■ **EXTRACTED MATERIAL**
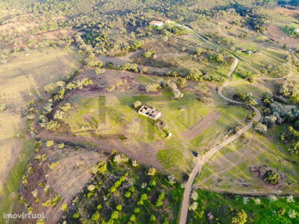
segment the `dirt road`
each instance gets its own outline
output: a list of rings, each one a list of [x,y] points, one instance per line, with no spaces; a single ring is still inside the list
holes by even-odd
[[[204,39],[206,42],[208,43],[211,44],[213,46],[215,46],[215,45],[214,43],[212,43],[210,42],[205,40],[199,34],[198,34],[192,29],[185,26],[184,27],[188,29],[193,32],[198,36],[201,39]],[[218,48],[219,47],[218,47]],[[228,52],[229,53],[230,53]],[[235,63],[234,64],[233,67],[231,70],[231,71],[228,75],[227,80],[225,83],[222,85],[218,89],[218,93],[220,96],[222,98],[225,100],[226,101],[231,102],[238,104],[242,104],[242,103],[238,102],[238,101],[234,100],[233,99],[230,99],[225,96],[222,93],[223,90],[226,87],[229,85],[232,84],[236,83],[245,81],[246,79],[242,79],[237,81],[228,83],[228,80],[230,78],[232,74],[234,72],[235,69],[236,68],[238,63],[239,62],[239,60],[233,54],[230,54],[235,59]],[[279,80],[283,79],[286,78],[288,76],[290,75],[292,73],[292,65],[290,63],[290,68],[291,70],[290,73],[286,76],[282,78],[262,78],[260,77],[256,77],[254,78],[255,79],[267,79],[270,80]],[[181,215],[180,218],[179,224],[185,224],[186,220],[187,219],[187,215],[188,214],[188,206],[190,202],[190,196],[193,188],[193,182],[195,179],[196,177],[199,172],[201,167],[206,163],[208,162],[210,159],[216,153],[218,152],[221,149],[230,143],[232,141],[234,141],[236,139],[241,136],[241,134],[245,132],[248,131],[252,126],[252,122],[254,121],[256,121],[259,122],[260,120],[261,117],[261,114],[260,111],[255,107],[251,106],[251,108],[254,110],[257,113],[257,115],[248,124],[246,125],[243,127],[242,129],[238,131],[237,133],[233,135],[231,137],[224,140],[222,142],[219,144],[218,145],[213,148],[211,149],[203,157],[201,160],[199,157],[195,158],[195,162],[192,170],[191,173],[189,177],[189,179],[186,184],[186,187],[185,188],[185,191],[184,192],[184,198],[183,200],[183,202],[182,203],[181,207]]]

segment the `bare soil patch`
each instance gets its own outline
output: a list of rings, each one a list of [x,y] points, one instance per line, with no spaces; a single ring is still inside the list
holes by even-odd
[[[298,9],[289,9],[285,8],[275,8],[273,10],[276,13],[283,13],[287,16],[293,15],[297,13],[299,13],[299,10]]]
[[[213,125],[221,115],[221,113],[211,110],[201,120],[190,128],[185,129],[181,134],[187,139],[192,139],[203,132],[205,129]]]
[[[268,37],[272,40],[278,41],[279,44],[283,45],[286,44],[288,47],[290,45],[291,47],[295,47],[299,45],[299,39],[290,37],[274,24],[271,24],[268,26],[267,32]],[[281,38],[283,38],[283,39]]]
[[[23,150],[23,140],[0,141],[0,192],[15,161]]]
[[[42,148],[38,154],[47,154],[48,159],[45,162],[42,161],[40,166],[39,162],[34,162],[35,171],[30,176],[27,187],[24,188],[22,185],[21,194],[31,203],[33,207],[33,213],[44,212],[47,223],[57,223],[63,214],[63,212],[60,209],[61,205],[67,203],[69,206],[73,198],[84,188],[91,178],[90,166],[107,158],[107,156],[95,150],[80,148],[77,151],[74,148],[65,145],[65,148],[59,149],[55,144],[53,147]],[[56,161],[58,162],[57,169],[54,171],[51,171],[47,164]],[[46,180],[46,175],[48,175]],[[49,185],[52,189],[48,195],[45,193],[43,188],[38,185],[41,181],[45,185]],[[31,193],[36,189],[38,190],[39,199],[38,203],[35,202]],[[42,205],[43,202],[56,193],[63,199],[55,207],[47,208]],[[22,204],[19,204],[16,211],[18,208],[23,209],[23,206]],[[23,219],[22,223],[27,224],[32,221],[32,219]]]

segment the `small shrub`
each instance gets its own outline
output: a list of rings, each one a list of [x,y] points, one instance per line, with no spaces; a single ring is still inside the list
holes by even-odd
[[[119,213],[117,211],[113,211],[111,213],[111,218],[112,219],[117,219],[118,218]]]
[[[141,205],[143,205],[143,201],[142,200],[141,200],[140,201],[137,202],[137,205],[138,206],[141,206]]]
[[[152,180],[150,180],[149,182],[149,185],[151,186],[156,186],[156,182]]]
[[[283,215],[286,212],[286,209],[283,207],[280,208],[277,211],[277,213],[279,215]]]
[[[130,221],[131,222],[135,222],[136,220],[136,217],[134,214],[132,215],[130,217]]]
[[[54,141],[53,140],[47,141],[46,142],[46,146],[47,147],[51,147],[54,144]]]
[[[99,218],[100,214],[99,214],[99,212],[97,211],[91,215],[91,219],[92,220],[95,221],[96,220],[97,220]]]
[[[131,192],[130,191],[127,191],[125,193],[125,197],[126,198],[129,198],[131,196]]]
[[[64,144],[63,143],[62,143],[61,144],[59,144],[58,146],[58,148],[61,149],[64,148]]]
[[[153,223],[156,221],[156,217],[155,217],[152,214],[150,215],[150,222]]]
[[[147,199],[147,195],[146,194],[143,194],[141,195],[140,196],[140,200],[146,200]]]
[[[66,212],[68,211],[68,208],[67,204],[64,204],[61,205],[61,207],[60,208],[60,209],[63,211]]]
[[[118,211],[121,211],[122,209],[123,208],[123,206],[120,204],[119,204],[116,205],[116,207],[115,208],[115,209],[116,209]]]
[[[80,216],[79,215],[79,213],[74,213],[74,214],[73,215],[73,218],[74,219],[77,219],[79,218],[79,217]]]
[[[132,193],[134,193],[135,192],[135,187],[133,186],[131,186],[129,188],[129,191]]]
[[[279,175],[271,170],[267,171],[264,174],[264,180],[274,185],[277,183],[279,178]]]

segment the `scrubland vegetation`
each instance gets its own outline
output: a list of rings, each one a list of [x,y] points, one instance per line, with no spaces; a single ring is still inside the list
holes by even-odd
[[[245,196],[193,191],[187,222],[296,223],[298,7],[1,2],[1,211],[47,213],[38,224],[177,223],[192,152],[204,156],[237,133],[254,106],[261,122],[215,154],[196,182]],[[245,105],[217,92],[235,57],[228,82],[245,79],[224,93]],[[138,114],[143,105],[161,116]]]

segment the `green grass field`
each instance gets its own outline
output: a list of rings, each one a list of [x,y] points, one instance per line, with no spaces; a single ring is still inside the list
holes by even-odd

■ **THE PROBLEM**
Pull out every line of the records that contains the word "segment" and copy each one unchanged.

■ **REPLY**
segment the `dirt road`
segment the `bare soil patch`
segment the `small shrub`
segment the `scrubland vegetation`
segment the `green grass field`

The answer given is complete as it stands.